TASK OBJECTIVE: Using the records below, find every line that includes "roof" and copy it.
Start of DATA SECTION
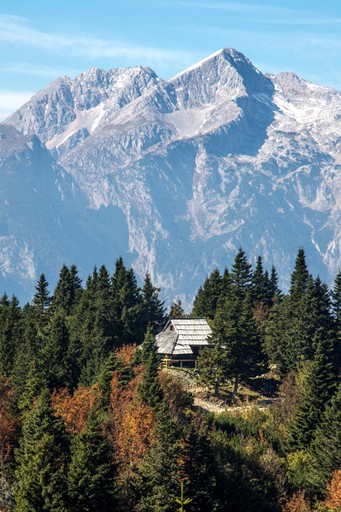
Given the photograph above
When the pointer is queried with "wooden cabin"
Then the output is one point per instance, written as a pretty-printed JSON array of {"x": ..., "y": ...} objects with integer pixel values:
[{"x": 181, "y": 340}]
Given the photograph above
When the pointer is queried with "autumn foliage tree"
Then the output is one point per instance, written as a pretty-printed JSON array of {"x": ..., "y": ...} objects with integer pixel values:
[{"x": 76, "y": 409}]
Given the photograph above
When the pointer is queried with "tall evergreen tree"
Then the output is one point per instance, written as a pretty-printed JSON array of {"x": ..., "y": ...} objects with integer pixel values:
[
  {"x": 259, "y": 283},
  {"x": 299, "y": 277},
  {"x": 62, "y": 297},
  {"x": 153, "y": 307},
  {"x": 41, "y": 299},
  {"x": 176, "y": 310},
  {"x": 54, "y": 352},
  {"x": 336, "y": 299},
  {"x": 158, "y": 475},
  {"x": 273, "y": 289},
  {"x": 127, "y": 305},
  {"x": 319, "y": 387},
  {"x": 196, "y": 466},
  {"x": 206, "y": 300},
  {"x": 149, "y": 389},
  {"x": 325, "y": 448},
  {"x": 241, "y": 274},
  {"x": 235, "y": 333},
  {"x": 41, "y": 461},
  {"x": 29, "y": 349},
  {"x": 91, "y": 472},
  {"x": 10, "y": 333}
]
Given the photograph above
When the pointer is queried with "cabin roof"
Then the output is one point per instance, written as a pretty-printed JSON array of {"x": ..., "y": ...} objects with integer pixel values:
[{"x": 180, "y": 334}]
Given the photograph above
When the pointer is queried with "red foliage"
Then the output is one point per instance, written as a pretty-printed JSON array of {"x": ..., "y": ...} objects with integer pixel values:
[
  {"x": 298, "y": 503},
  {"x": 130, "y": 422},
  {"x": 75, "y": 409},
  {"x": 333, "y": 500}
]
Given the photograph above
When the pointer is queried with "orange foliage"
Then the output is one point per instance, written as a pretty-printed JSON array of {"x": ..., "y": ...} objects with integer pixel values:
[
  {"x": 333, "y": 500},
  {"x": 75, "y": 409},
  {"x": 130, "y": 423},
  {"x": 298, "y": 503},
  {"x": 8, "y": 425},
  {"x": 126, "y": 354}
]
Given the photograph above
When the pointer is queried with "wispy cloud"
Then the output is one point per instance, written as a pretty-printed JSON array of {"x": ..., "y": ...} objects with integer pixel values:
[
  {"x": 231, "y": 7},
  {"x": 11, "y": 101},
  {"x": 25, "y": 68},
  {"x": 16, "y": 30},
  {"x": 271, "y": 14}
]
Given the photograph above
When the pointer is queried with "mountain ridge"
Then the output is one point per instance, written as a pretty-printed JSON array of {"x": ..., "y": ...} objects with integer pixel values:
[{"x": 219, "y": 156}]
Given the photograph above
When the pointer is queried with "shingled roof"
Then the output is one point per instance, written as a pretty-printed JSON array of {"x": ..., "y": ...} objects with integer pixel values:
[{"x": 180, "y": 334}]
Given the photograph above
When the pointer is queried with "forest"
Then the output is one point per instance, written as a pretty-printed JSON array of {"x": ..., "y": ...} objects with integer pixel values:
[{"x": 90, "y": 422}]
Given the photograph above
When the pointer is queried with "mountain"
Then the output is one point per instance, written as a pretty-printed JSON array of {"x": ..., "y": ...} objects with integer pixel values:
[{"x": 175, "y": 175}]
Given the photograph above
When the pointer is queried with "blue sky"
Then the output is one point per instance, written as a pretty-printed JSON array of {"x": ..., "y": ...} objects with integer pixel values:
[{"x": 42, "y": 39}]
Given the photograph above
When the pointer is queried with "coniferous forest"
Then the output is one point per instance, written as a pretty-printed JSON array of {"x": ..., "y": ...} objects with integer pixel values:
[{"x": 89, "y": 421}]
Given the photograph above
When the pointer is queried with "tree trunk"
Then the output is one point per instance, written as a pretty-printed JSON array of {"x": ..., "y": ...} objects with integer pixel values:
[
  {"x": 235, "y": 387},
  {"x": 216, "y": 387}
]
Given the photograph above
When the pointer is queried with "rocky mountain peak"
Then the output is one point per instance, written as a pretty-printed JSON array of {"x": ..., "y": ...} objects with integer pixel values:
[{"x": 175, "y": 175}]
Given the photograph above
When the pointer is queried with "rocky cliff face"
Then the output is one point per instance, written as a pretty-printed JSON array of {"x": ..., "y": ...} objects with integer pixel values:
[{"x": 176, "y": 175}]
End of DATA SECTION
SOLVED EXERCISE:
When the pointer is queried with "cabin roof"
When the pointer is queried with "shingled roof"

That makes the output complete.